Task requirements: Run through the records and show each line that includes the string "below".

*** Entries supplied ***

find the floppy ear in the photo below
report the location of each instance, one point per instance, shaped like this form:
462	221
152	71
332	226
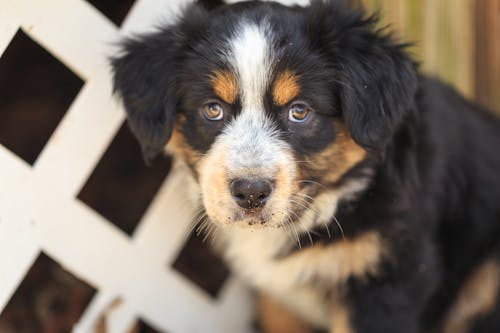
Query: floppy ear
144	76
376	78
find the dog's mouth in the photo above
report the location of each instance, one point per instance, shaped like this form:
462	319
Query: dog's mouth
256	203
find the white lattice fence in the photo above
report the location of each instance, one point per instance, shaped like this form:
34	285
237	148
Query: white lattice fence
39	210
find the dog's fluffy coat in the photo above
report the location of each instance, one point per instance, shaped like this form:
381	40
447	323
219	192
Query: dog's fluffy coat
384	210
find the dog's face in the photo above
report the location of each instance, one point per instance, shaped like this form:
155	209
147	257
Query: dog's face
273	108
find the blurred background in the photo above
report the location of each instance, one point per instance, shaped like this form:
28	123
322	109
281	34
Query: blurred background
456	40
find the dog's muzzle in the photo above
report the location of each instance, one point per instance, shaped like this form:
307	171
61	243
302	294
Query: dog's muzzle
250	193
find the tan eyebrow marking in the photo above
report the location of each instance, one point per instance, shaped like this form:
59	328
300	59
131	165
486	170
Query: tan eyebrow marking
286	87
224	85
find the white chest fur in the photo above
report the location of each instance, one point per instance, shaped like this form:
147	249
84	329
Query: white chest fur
251	254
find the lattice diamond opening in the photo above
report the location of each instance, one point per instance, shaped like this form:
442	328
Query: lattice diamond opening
35	92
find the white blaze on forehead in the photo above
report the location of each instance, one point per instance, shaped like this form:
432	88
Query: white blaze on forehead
250	140
251	57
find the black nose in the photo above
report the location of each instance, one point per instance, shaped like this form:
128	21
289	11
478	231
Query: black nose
250	193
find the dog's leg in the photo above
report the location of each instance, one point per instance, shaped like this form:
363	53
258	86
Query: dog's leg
274	318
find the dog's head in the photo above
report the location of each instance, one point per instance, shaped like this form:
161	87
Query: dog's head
272	107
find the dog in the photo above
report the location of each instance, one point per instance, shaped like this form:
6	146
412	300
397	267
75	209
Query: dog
353	192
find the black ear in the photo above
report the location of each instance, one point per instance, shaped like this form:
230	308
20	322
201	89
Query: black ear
376	78
144	76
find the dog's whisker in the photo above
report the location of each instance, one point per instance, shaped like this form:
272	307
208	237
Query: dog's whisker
340	226
313	182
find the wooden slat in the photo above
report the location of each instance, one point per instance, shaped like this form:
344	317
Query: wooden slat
487	59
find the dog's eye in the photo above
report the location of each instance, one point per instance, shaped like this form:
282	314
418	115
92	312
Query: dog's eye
299	113
213	111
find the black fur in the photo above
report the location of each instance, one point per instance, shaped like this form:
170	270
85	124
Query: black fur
435	191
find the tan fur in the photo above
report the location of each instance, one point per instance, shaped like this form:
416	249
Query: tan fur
274	318
286	87
225	86
340	156
476	299
337	262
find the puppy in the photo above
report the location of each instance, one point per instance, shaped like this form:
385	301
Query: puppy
354	192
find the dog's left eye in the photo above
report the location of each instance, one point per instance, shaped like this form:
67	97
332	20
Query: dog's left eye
213	111
299	113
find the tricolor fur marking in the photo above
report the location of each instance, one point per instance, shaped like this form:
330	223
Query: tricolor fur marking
359	194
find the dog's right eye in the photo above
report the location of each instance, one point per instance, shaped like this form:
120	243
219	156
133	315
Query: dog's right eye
212	111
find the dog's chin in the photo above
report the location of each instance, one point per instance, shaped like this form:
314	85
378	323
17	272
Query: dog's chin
251	219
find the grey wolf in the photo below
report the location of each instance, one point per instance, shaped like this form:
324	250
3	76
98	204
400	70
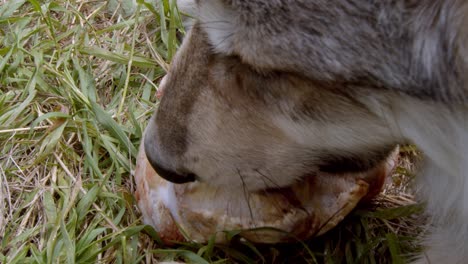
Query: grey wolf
263	92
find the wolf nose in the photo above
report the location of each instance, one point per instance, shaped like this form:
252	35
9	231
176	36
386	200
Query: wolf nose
168	174
171	175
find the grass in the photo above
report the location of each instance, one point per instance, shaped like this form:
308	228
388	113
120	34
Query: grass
77	85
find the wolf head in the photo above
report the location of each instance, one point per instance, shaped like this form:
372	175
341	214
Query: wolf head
262	93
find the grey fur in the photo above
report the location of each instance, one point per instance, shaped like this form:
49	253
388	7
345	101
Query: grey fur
263	92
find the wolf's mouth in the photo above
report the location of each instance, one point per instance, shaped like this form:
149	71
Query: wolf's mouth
197	211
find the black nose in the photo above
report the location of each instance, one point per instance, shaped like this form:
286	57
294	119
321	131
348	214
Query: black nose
172	176
168	174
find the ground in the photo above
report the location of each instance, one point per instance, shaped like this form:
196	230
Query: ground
78	82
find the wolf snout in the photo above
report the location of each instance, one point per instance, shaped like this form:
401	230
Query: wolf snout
164	169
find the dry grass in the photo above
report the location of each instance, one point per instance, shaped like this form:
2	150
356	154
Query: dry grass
77	84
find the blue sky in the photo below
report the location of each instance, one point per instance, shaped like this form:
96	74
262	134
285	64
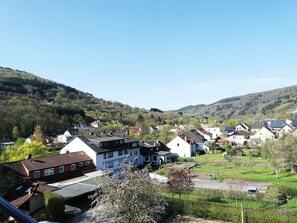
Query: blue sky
154	53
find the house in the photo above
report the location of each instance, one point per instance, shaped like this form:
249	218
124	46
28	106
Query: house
187	144
154	152
262	136
285	130
255	127
294	123
276	125
214	131
242	127
51	168
30	198
228	130
97	124
205	134
5	143
239	137
106	151
236	152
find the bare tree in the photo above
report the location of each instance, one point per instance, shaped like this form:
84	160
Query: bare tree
236	187
128	197
179	182
273	151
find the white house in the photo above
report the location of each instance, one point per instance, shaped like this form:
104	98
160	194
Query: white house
107	151
242	127
214	131
187	144
285	130
154	153
238	137
262	136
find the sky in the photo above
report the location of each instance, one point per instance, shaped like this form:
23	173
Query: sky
165	54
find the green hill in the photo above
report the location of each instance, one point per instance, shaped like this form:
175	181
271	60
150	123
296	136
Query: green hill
257	106
27	100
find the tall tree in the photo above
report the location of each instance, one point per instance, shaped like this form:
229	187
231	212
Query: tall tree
135	198
272	150
38	134
179	182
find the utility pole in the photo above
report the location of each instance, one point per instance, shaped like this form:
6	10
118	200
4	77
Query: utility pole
242	217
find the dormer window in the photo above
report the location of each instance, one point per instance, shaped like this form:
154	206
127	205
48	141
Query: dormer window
36	174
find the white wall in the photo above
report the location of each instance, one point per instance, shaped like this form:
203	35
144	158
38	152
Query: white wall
180	147
77	145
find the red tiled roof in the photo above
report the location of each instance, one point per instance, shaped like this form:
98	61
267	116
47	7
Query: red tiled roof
33	164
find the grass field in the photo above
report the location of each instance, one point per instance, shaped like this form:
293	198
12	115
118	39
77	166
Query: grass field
215	167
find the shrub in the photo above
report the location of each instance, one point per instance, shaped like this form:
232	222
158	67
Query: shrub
54	205
222	212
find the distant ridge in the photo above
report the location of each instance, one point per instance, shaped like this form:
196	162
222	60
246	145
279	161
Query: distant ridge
275	103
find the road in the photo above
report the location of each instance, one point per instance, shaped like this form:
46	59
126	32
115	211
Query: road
216	185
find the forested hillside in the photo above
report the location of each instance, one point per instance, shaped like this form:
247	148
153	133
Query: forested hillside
27	100
269	104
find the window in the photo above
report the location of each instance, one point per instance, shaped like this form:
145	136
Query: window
110	154
61	169
110	165
48	172
36	174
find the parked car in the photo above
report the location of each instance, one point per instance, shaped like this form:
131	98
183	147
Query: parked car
252	191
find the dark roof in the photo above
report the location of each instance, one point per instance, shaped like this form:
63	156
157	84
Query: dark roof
294	123
276	123
257	125
150	148
193	135
94	141
203	131
23	166
228	129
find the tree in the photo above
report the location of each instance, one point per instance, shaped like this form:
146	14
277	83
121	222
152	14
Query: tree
14	153
130	197
15	132
38	134
236	187
272	150
179	182
288	143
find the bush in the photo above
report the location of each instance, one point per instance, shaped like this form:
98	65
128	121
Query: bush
54	205
222	212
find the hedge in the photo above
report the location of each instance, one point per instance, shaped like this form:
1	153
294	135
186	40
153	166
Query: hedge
222	212
54	205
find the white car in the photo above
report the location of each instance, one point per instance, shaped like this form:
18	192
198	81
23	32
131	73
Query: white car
252	191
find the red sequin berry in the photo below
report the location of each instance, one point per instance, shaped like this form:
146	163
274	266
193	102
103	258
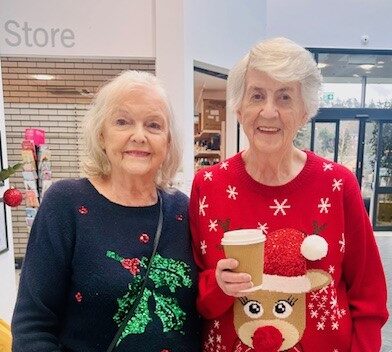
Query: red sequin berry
83	210
132	265
144	238
78	297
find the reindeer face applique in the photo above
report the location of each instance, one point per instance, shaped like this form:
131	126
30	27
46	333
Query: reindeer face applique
275	315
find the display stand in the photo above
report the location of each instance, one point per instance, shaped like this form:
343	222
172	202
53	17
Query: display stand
37	174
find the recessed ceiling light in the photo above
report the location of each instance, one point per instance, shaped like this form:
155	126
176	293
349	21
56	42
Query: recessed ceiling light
322	65
366	66
42	77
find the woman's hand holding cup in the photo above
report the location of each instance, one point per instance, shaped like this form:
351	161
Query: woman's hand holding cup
231	283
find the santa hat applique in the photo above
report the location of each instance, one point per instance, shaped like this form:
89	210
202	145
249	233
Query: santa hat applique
286	252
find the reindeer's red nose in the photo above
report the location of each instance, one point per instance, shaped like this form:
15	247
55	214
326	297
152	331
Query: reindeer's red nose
267	339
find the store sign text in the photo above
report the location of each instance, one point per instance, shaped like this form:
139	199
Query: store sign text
22	34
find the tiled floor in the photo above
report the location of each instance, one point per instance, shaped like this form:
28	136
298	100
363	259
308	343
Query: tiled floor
384	240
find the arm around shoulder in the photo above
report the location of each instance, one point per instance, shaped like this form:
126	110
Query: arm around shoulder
43	286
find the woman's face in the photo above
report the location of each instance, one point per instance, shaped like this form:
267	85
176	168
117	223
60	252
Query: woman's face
271	113
136	135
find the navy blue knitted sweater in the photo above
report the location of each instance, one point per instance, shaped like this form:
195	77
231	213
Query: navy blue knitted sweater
84	263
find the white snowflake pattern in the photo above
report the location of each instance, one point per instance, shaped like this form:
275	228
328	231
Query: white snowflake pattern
324	307
335	325
203	247
262	227
213	225
224	165
327	166
207	175
342	243
337	184
202	206
280	207
333	303
324	205
231	190
314	295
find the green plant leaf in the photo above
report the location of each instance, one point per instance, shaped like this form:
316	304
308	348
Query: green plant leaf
140	319
125	303
169	311
168	272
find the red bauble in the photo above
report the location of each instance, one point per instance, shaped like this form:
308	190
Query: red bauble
12	197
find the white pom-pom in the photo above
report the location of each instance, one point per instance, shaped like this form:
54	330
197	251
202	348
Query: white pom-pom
314	247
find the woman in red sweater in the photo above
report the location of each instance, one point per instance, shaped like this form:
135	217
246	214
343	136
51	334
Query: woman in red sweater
323	282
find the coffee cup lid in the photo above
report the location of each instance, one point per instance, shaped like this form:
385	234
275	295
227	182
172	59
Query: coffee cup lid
244	236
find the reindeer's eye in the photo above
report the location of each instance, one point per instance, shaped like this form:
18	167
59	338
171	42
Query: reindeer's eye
282	309
253	309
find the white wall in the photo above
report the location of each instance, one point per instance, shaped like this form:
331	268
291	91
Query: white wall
222	31
7	265
333	23
120	28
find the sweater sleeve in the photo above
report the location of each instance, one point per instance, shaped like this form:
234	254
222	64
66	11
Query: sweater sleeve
45	276
363	273
211	301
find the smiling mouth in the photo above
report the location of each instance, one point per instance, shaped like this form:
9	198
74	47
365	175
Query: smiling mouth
268	129
137	153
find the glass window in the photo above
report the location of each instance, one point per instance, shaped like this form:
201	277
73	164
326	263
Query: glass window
342	84
348	144
379	83
385	177
302	140
369	159
384	210
324	139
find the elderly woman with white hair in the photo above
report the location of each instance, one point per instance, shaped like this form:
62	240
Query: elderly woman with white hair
109	262
322	283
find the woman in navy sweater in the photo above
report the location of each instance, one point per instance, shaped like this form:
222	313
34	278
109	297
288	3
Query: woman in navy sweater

*** End of Entries supplied ***

Exercise response:
find the floppy ear in the photo below
find the grey wolf in the photo below
find the blue sky in the photo below
find the red sequin berry in the photo below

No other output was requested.